### [Passage provided]
·····

December 7, 2016
Acute myeloid leukemia (AML) is the most common form of acute leukemia in adults and is one of the most deadly. Although AML is treated as a single disease, patient response to intensive curative-intent chemotherapy varies. It is currently difficult to predict who will do well with standard treatment, and who will not benefit from standard treatment and might do better enrolling in a clinical trial where they may be offered novel therapies.
A group of researchers from the Princess Margaret Cancer Centre (PMCC), the University of Toronto and OICR Cancer Stem Cell Program, led by Dr. John Dick, along with other collaborators, have now developed a test that will help doctors identify, within a day or two of diagnosis, those patients who are most likely to not benefit from current therapy or may initially respond well to a therapy only to have their cancer return. Adding to the excitement about the tool is that it has been adapted to a common technology platform that is standard in many molecular diagnostic labs in Ontario, which means it could move fairly quickly into clinical care.
Dr. Jean Wang, an Affiliate Scientist with PMCC and a member of the OICR Cancer Stem Cell Program and her collaborators believe that their new tool will help clinicians by improving their ability to assess risk at the time of AML diagnosis, allowing them to identify potential alternative therapy for patients who are unlikely to benefit from standard treatment. The new tool is a gene signature named the LSC17 score as it comes from leukemia stem cells (LSC).
“Leukemia stem cells are often resistant to standard chemotherapy,” Wang explains. “Chemo is good at killing the bulk leukemia cells, and patients appear to go into remission, but often the leukemia stem cells are left behind and they can regrow the disease, causing relapse. By focusing on the leukemia stem cells, our tool captures the properties of the cells that are really driving the disease and the patient’s response to treatment.”
The LSC17 score is a signature of 17 stem cell genes that are expressed at high levels in leukemia stem cells. A patient’s blood or bone marrow sample is tested to measure the expression levels of the 17 genes; these are then used to calculate the score. Patients who have a higher score are deemed to be at a greater risk of death when given current standard therapy. Currently it is not known if alternative treatments will improve outcomes, but it is possible that clinical trails may result in better results for these high-risk patients.

·····

### [Instructions]
a: From the article on acute myeloid leukemia, list the institutions or programs that the researchers who developed the new test came from.
b: According to the article on acute myeloid leukemia, what does the LSC17 score consist of?
c: Carry on the article on acute myeloid leukemia, beginning right after its final sentence.

·····

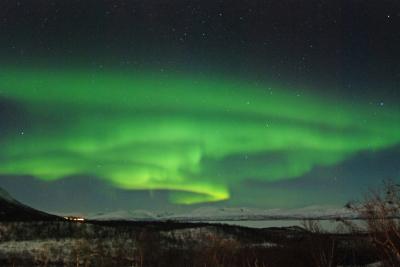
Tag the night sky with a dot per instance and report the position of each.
(173, 105)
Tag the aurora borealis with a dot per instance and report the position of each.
(147, 132)
(201, 137)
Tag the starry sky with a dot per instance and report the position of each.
(173, 105)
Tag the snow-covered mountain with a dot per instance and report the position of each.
(12, 210)
(231, 214)
(141, 215)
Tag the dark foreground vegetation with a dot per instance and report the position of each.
(176, 244)
(123, 243)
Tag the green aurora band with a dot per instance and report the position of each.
(194, 137)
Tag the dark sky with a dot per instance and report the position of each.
(158, 104)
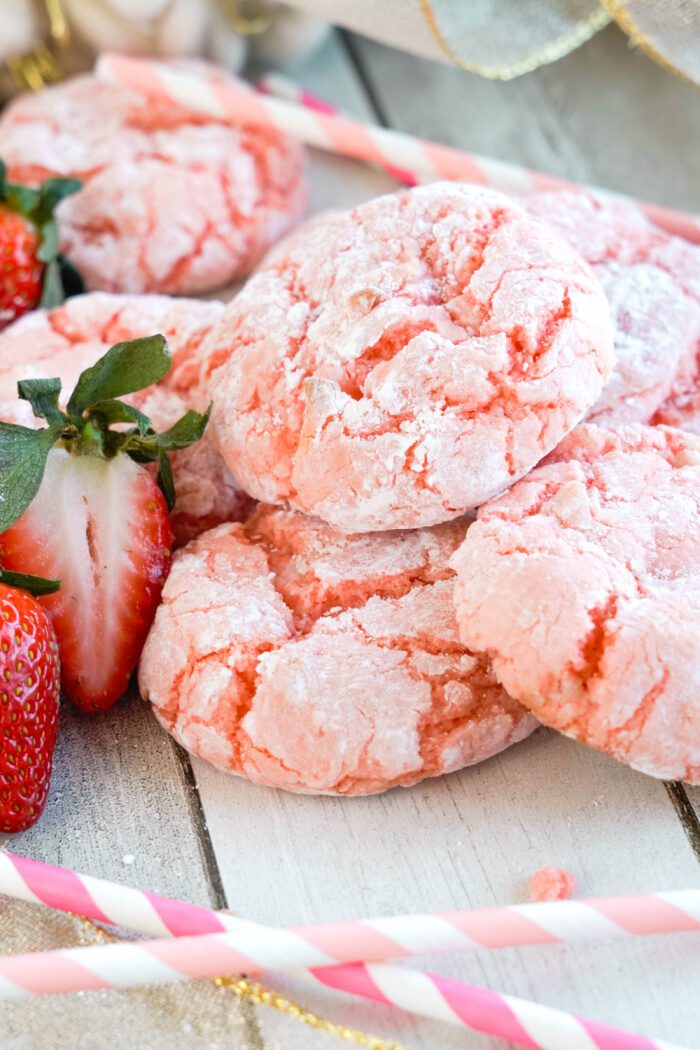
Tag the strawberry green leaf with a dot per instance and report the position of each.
(185, 432)
(166, 483)
(23, 455)
(51, 289)
(118, 412)
(70, 277)
(48, 246)
(35, 585)
(128, 366)
(43, 396)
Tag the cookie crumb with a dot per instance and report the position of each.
(552, 884)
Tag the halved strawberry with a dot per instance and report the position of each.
(29, 265)
(77, 504)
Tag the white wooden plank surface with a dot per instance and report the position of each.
(472, 839)
(121, 790)
(475, 837)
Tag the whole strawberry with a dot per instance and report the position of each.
(78, 504)
(29, 270)
(29, 690)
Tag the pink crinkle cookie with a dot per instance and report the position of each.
(70, 338)
(582, 585)
(652, 280)
(171, 203)
(299, 657)
(404, 361)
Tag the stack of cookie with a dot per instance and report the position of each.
(385, 372)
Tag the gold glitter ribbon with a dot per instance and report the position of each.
(666, 30)
(181, 1016)
(529, 42)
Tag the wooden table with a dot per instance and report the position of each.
(128, 804)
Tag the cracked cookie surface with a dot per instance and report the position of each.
(582, 585)
(69, 338)
(171, 203)
(300, 657)
(652, 280)
(397, 364)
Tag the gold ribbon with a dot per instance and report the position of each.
(666, 30)
(162, 1014)
(527, 38)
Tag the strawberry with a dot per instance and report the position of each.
(29, 690)
(29, 265)
(77, 503)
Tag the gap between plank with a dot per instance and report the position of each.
(685, 814)
(253, 1033)
(347, 41)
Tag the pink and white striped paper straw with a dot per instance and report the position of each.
(129, 964)
(368, 940)
(248, 947)
(406, 158)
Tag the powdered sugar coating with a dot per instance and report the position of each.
(582, 584)
(72, 337)
(170, 203)
(652, 280)
(289, 653)
(405, 360)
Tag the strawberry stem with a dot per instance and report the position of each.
(85, 427)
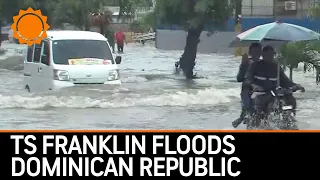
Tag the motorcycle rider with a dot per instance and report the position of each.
(255, 51)
(262, 77)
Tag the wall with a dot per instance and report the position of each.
(175, 39)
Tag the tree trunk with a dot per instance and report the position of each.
(238, 10)
(187, 60)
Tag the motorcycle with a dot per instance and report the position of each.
(279, 114)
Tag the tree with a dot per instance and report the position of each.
(193, 16)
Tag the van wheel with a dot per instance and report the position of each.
(27, 88)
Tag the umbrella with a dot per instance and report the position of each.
(276, 33)
(273, 34)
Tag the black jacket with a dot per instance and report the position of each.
(265, 74)
(245, 88)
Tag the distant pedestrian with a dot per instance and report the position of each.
(120, 40)
(109, 34)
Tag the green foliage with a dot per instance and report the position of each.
(135, 26)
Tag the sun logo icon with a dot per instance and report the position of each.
(30, 26)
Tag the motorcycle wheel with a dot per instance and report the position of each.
(288, 122)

·····

### [Answers below]
a:
- Princess Margaret Cancer Centre (PMCC)
- University of Toronto
- OICR Cancer Stem Cell Program

b: It is a signature of 17 stem cell genes that are expressed at high levels in leukemia stem cells.

c:
“Right now in the clinic we don’t really have a rapid way to determine upfront who is at higher risk. Our new tool can do this quickly, allowing oncologists to direct those who are unlikely to benefit from standard treatment to clinical trials testing alternative therapies that may be of more benefit.” says Wang.
Wang and her collaborators are confident in the success of the tool due to the process by which they chose the 17 genes that make up the score. To identify stem cell genes, they took patient samples and tested them in a disease model to determine which genes were more highly expressed in leukemia stem cells. Stanley W. K. Ng, a senior PhD candidate in the lab of Dr. Peter Zandstra at the Institute of Biomaterials and Biomedical Engineering at the University of Toronto and co-lead author of the paper, used rigorous statistical approaches to compare the genes against data of about 500 AML patients whose outcomes (survival) were known. This led to identification of the minimal set of genes associated with different levels of survival and resulted in the final signature of 17 genes.
Adding to the group’s optimism about the LSC17 score is the fact that it is expected to be relatively easy to put into routine use in hospitals. This is because the test was developed on the NanoString platform, a cost-effective technology that is in use in molecular diagnostic laboratories in Ontario. The next steps to moving the LSC17 score into clinical use are an ongoing validation of the test in a clinical lab setting at PMCC and, following that, a prospective clinical trial of AML patients at PMCC.